**Prompt**
Each entry below is to be extracted exactly.

**Data shown**

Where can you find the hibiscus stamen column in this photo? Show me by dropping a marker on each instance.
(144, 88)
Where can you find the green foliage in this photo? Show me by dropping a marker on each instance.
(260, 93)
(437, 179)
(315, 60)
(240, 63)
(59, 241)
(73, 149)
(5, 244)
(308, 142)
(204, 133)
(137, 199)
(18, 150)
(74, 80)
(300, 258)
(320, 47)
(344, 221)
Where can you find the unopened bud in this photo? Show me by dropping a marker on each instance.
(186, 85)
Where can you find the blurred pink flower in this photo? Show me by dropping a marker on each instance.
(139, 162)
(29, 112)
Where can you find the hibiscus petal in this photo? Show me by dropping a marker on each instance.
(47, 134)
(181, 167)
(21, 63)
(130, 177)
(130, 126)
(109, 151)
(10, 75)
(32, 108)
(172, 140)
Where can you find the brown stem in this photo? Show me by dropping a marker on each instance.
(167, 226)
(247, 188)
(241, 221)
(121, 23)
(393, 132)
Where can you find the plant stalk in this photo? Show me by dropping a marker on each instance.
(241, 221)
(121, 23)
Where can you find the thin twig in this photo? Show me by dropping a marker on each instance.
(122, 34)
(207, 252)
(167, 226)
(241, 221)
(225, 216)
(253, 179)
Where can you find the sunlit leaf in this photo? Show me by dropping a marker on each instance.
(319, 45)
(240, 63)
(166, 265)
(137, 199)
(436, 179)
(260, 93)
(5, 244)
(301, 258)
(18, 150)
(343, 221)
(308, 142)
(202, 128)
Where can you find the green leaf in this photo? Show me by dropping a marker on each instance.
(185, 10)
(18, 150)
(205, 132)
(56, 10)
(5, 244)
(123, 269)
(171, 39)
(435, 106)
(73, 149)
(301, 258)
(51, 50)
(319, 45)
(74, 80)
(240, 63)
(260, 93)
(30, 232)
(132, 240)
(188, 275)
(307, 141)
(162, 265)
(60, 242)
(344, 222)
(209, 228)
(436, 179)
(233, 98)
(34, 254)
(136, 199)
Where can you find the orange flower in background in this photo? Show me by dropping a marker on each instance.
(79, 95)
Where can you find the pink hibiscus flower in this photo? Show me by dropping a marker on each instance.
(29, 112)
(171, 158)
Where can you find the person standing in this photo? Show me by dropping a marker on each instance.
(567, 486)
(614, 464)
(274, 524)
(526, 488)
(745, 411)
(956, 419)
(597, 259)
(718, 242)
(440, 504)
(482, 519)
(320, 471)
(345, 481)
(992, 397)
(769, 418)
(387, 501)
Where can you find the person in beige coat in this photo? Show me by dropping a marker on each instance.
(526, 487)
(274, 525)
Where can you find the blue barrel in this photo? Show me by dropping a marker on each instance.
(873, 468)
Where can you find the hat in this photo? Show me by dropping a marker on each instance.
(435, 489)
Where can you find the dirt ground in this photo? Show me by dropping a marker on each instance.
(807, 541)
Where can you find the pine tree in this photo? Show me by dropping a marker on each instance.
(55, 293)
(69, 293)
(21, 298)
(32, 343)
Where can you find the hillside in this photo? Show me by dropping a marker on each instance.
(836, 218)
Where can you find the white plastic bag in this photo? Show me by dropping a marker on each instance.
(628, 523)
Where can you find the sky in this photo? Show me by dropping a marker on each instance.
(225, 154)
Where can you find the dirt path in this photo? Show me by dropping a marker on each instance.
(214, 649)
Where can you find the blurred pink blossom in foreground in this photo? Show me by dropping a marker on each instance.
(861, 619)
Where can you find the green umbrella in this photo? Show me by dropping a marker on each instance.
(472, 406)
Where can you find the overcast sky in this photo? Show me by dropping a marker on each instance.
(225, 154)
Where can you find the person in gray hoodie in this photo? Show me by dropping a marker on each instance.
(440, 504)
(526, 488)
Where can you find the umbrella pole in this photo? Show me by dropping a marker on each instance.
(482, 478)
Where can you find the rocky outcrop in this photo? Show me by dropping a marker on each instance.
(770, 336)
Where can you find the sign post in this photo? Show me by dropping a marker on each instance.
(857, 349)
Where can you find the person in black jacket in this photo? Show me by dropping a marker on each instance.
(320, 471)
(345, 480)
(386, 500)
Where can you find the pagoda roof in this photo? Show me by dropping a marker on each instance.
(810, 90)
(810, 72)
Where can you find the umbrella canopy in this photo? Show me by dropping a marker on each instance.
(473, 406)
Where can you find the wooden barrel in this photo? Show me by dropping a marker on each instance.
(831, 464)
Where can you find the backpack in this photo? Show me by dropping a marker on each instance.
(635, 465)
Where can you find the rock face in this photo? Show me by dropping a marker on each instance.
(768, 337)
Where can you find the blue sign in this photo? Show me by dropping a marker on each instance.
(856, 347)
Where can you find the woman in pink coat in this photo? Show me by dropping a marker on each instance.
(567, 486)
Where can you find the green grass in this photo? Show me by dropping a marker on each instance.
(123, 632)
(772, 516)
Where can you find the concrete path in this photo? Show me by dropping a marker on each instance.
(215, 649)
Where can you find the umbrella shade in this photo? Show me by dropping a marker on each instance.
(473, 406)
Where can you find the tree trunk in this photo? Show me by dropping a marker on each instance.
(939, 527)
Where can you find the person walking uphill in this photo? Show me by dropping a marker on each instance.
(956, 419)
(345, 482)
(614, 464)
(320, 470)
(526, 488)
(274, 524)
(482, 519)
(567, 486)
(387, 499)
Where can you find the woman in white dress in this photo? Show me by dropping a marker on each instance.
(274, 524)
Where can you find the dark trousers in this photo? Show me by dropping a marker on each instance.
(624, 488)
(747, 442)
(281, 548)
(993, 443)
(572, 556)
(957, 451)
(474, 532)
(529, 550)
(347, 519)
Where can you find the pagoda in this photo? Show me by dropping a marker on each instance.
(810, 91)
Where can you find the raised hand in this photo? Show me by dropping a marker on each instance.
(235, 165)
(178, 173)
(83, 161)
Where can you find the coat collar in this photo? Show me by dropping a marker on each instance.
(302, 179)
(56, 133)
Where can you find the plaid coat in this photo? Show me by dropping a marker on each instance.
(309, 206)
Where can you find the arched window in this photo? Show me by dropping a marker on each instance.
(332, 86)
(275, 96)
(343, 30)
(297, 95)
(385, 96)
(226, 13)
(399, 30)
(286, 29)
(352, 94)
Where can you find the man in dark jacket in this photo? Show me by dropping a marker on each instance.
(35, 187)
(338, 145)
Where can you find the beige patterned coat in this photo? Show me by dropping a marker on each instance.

**Output below**
Where can you find the hibiscus stamen column in this photo? Show me by dropping a marker on each instance.
(144, 88)
Where can you find the green foliage in this photo? Show me by dropping a marker on each instance.
(260, 93)
(437, 179)
(315, 60)
(240, 63)
(59, 241)
(73, 149)
(5, 244)
(308, 142)
(204, 133)
(137, 199)
(18, 150)
(74, 80)
(300, 258)
(320, 47)
(344, 221)
Where can you find the unopened bud in this photo? Show me by dropping a marker on each instance.
(186, 85)
Where can you find the blurred pink flower in this photo? Show me by dropping a marker on each instance.
(139, 162)
(29, 112)
Where can you find the hibiscus petal in this photo? Show me by dropping a marker on each instance.
(47, 134)
(181, 167)
(21, 63)
(130, 177)
(130, 126)
(109, 151)
(10, 75)
(32, 108)
(172, 140)
Where can you find the brown stem in this photo? Show me by dropping a marker on each instance.
(167, 226)
(247, 188)
(241, 221)
(121, 23)
(393, 132)
Where can you find the plant stalk in this photo? Show me by dropping a marker on each instance.
(241, 221)
(121, 23)
Where can you find the thin twig in this photo? Show me by dropping a marker on each instance.
(122, 34)
(207, 252)
(167, 226)
(241, 221)
(225, 216)
(253, 179)
Where can you find the sunlit leaf in this photo? Show me by dropping a marker on each instance.
(319, 45)
(240, 63)
(166, 265)
(137, 199)
(436, 179)
(260, 93)
(5, 244)
(301, 258)
(18, 150)
(343, 221)
(308, 142)
(202, 128)
Where can you find the green leaf in this photo? Show me by dropping a marker on each instance.
(185, 10)
(18, 150)
(205, 132)
(56, 10)
(5, 244)
(123, 269)
(171, 39)
(435, 106)
(73, 149)
(301, 258)
(51, 50)
(319, 45)
(74, 80)
(240, 63)
(260, 93)
(30, 232)
(132, 240)
(188, 275)
(307, 141)
(162, 265)
(60, 242)
(344, 222)
(209, 228)
(436, 179)
(233, 98)
(34, 254)
(136, 199)
Where can you find the orange flower in background in this photo? Show me by dropping a marker on each instance.
(79, 95)
Where can you find the pink hibiscus flower in this photo? Show me by dropping a marker on each instance.
(29, 112)
(171, 158)
Where can you find the person standing in this photo? Show me by dropping a marker on each instance.
(567, 486)
(614, 464)
(274, 524)
(526, 488)
(745, 411)
(956, 419)
(597, 259)
(718, 242)
(440, 504)
(482, 519)
(320, 471)
(345, 481)
(992, 397)
(769, 418)
(387, 501)
Where can you find the person in beige coat in this photo? Show me by dropping a marker on each instance.
(526, 487)
(274, 525)
Where can you find the blue barrel in this photo? Show me by dropping a marker on each instance.
(873, 468)
Where can you find the hat in this photo? Show me by dropping a marker on each instance.
(435, 489)
Where can you find the dirt ground in this photo? Show me by dropping a marker on each instance.
(807, 541)
Where can you find the pine tree in this photo? Show me by dropping a marker on each instance.
(55, 293)
(69, 293)
(21, 298)
(32, 343)
Where can you find the hillside in this photo? Show me by dropping a marker on each instance.
(836, 218)
Where can you find the white plastic bag in this photo? Show me by dropping a marker on each instance.
(628, 523)
Where can you find the sky in this photo? Show me by dropping a marker on each instance.
(225, 154)
Where can you find the dirt path in this photo? Show me by dropping a marker on each instance.
(214, 649)
Where can you find the blurred pink blossom in foreground in this photo? Show me by dropping a marker on each instance.
(861, 619)
Where can you find the green umbrella in this photo? Show me by dropping a marker on each instance.
(472, 406)
Where can you find the overcast sky in this photo? Show me by dropping a marker on each instance.
(225, 154)
Where can you find the person in gray hoodie in this photo? Show me by dropping a marker on each instance.
(440, 504)
(526, 488)
Where can you find the umbrella pole in this photo? Show me by dropping a marker on each instance.
(482, 478)
Where can you find the rocky outcrop in this photo? Show me by dropping a marker on each instance.
(770, 336)
Where can you find the sign post in this photo? Show me by dropping a marker on each instance.
(857, 349)
Where can you find the person in black jacket in this photo? Show me by dropping a marker on each instance.
(320, 471)
(345, 480)
(386, 500)
Where can you find the pagoda roof in this photo? Show me by dropping a marker on each instance.
(810, 90)
(810, 72)
Where can you find the umbrella canopy in this photo? Show me by dropping a marker on each instance.
(473, 406)
Where can you find the wooden barrel in this photo? Show me by dropping a marker on each instance.
(831, 464)
Where can you find the backpack in this photo? Show me by dropping a marker on each instance.
(635, 465)
Where can you find the rock face in this photo? Show me by dropping a marker on each instance.
(768, 337)
Where can you find the blue sign in this photo? Show me by dropping a marker on each instance.
(856, 347)
Where can you find the woman in pink coat in this photo? Show me by dropping a marker on each instance.
(567, 486)
Where can you find the green grass in this photo? Show me by dropping a marker on each instance.
(123, 632)
(772, 516)
Where can you find the concrete path in this photo? Show me by dropping a marker on each instance.
(215, 649)
Where can you find the umbrella shade in this photo? Show me by dropping a marker on each instance.
(473, 406)
Where can you find the tree trunk in this photo? Show me by dropping a marker on each instance.
(939, 527)
Where can you find the person walking uphill in this photo? Show me by dropping a marker on each instance.
(956, 419)
(345, 482)
(614, 464)
(320, 470)
(526, 488)
(274, 524)
(482, 519)
(567, 486)
(387, 499)
Where can you find the woman in white dress in this photo? Show me by dropping a marker on each instance.
(274, 524)
Where can you find the dark trousers in this photo? Show me by dropping a marker on each instance.
(624, 488)
(747, 442)
(281, 548)
(993, 443)
(572, 556)
(957, 451)
(474, 532)
(529, 550)
(347, 519)
Where can you find the pagoda in this photo? Show me by dropping a marker on each instance.
(810, 91)
Where can you find the raised hand in this photo? Show me by dropping a marker on each instance.
(235, 165)
(178, 173)
(83, 161)
Where can you find the coat collar in this photo? Show me by dropping a marker on each instance.
(302, 179)
(56, 133)
Where can you find the plaid coat in this photo? Show me by dropping a marker on each instance.
(309, 206)
Where can you find the arched window in this photo? Show me by dropping a marker on each instance.
(332, 86)
(275, 96)
(343, 30)
(297, 95)
(385, 96)
(226, 13)
(399, 30)
(286, 29)
(352, 94)
Where can you find the man in dark jacket in this photo? Show me by dropping a marker on each instance.
(35, 187)
(338, 145)
Where can you find the beige patterned coat in this photo? Show me by dropping a marker on each instance.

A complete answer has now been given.